▸ DOCUMENT SECTION:

++++++

Tuesday, March 31, 2009

part three....

she's 75. and i knew from her socks,
i liked her.

we talked. she and her friend.
me and mine.

same cancers. or close enough, i spose.
she's a veteran. been thru it all for
seven years.

seven years.

i can't even imagine.

and there she sat....
smiling, gracious, kind, loving and warm.

i watched her.
wondering about her.
finding myself wanting to know how she felt
about things. was she scared. what did she
feel way down deep.

i didn't ask.

it wasn't mine to touch.

but as i sat there, i held her in my heart
real deep. and i cared a lot about how she
was doing.

we left first.

i went over to her.
reached for her hand as she reached for mine.
held hers for a moment.

it couldn't just be a 'see ya later' for me.
but what could i do?

i just looked her in the eyes and wished her
well. but i so so so meant it.

++++++

▸ DATA EXCERPTS:
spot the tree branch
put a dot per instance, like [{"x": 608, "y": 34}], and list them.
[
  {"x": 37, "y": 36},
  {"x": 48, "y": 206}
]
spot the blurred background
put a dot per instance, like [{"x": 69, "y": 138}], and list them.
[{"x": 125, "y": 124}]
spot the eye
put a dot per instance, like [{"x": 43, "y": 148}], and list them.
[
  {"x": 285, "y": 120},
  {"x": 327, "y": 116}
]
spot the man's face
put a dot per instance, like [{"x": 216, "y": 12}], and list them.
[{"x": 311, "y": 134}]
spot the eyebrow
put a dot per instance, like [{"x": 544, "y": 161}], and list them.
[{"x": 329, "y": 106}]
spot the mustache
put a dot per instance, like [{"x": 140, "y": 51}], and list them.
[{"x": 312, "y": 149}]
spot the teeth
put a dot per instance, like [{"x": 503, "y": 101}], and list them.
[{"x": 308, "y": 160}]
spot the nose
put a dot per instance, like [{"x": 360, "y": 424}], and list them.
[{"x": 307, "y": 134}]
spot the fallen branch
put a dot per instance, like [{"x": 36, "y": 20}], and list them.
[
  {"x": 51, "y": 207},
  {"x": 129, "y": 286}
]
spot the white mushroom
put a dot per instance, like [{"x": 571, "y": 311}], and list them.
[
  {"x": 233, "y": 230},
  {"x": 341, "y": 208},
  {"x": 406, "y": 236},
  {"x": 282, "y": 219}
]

++++++

▸ ASSIGNED TASK 1:
Answer these questions about the blog post about meeting the 75-year-old woman:
(a) How old is the woman?
(b) For how long has she been through it all?
(c) Who left first?
▸ ASSIGNED TASK 2: Carry on the blog post about meeting the 75-year-old woman from where it stops.

▸ TASK RESPONSE 1:
(a) She is 75.
(b) Seven years.
(c) The writer's side ("we") left first.

▸ TASK RESPONSE 2:
she looked in mine and thanked me for my
kindness.

i was surprised.

she looked like she meant it.

i felt the same way about her.

i forgot.
that's usually a two way street.
today it was a four way street.
or maybe a sixway street....
definitely a whole highway full.

there was so much kindness between the
four of us this afternoon. between a lot
of us this afternoon.

you could touch it.
you could feel it.
you could see it.

it was a gift running thru the veins
as powerful as any of that stuff they
were pumping bag after bag today.

again, i was humbled.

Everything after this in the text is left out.